TEXTO PARA LEER >>
........

En el Monasterio de la Inmaculada Concepción (Salvatierra, Gto.) habitan 29 hermanas capuchinas que han dejado todo por el llamado de Dios a una vida de soledad y silencio, marcada por la austeridad, la pobreza y la oración continua.

La abadesa María de los Ángeles Rojas Cruz (43), originaria de Querétaro, nos comparte un poco de lo que ha experimentado en 25 años de clausura: alegría, dudas, tristeza y a veces un tanto de preocupación por ver a sus hermanas padecer enfermedades que son difíciles de costear. 

Por Rubicela Muñiz

Hermana, ¿por qué eligió este estilo de vida?

Mi pensamiento nunca fue ser monja. Mi aspiración era casarme y tener doce hijos, pero el Señor me fue llamando. En un momento conocí a unos amigos, uno de ellos se iba a ir al seminario y me hizo una invitación que terminé aceptando después de tanta insistencia de su parte.

........

EJERCICIOS >>
a - Según el texto sobre el monasterio, ¿cuántas hermanas capuchinas viven en él?
b - Copia del texto sobre el monasterio el pasaje que va desde "En el Monasterio" hasta "la oración continua.", incluidas ambas partes.

........

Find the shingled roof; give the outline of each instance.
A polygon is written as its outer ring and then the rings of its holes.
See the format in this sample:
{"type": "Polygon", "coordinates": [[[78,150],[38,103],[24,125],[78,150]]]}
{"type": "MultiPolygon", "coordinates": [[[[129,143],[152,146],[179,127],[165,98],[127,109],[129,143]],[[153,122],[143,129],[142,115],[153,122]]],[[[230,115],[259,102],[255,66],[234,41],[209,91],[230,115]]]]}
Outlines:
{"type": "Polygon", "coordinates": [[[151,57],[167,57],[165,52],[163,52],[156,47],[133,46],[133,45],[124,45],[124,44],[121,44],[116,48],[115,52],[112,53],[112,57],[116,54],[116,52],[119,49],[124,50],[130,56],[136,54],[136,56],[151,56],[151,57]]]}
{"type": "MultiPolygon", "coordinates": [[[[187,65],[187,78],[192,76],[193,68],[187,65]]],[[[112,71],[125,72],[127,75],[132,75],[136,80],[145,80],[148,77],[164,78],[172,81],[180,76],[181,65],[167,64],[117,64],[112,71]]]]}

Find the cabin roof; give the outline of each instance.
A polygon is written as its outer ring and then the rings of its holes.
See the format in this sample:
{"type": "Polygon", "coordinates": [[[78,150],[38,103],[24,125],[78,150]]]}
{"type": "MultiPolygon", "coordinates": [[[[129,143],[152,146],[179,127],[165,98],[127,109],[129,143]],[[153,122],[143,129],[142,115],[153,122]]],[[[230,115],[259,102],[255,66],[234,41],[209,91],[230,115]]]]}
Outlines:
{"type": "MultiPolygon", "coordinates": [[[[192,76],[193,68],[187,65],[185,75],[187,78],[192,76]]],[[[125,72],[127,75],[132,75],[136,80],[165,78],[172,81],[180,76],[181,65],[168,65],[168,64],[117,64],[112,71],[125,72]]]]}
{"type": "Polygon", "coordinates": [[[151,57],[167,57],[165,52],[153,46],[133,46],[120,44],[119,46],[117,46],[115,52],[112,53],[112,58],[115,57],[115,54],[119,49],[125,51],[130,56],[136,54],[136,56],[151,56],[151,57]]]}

........

RESPUESTAS >>
a - Viven 29 hermanas capuchinas.

b -
En el Monasterio de la Inmaculada Concepción (Salvatierra, Gto.) habitan 29 hermanas capuchinas que han dejado todo por el llamado de Dios a una vida de soledad y silencio, marcada por la austeridad, la pobreza y la oración continua.